→ **PROBLEMA PROPOSTO 1**
Reproduza sem nenhuma alteração todas as linhas dos registros do conjunto de dados.

→ **TEXTO DO DOCUMENTO**
---*---
E o mais curioso é que, no fundo, ninguém ali se achava completamente são. Talvez por isso a cidade tivesse tanta facilidade em abraçar seus excêntricos. O sertão, afinal, sempre exigiu um pouco de loucura para sobreviver: quem mais insistiria em plantar esperança num chão tão teimoso?
Hoje, quando alguém pergunta por que Santana do Ipanema tem tantos loucos, eu sorrio. Não é que tenha mais. É que aqui ninguém desperdiça uma boa história. E, no fim das contas, talvez a verdadeira loucura seja viver num lugar onde ninguém presta atenção nos seus próprios personagens. Aqui, até a loucura tem sobrenome, memória e plateia.
E o curioso é que, em Santana, ninguém se espantava com a convivência entre o absurdo e o cotidiano. Era natural que, no meio da feira, entre um quilo de feijão e um maço de coentro, surgisse um profeta improvisado anunciando o fim do mundo para a próxima terça-feira. O povo nem se abalava: - Deixa ele, é doido manso! E seguia comprando porque o fim do mundo que sempre teve hora marcada, passou despercebido.
---*---
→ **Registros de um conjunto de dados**
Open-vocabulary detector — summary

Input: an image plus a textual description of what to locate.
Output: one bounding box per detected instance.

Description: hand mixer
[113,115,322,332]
---*---
→ **PROBLEMA PROPOSTO 2**
Dê continuidade ao texto sobre os loucos de Santana do Ipanema, começando logo após a última frase apresentada.

→ **RESPOSTA FINAL 1**
Open-vocabulary detector — summary

Input: an image plus a textual description of what to locate.
Output: one bounding box per detected instance.

Description: hand mixer
[113,115,322,332]

→ **RESPOSTA FINAL 2**
Os meninos cresciam aprendendo a distinguir os doidos como quem aprende a identificar pássaros. “Aquele ali é o que conversa com o rádio desligado.” “Aquela é a que sabe o nome de todo mundo, mas ninguém sabe o dela.” Era quase uma ciência, uma zoologia afetiva. E, no fundo, cada criança nutria uma pontinha de orgulho quando virava personagem de alguma história contada por um desses andarilhos da imaginação. Era como receber um diploma de pertencimento.
Havia também os loucos que filosofavam. Santana sempre teve seus pensadores de calçada, homens que, sem nunca terem lido Platão, discutiam com a mesma seriedade o destino da humanidade e o preço da rapadura. E o mais impressionante é que, muitas vezes, faziam mais sentido que os doutores. Talvez porque a loucura, ali, fosse menos um desvio e mais uma forma de enxergar o mundo sem as amarras da lógica comum.
E como esquecer os que tinham mania de grandeza? O sujeito que se dizia dono de metade do sertão, o outro que jurava ser conselheiro de governadores, a mulher que afirmava ter inventado a chuva. Em qualquer outro lugar, seriam motivo de pena. Em Santana, eram tratados com a mesma solenidade que se dá a um coronel antigo. Afinal, quem era o povo para desmentir alguém tão convicto?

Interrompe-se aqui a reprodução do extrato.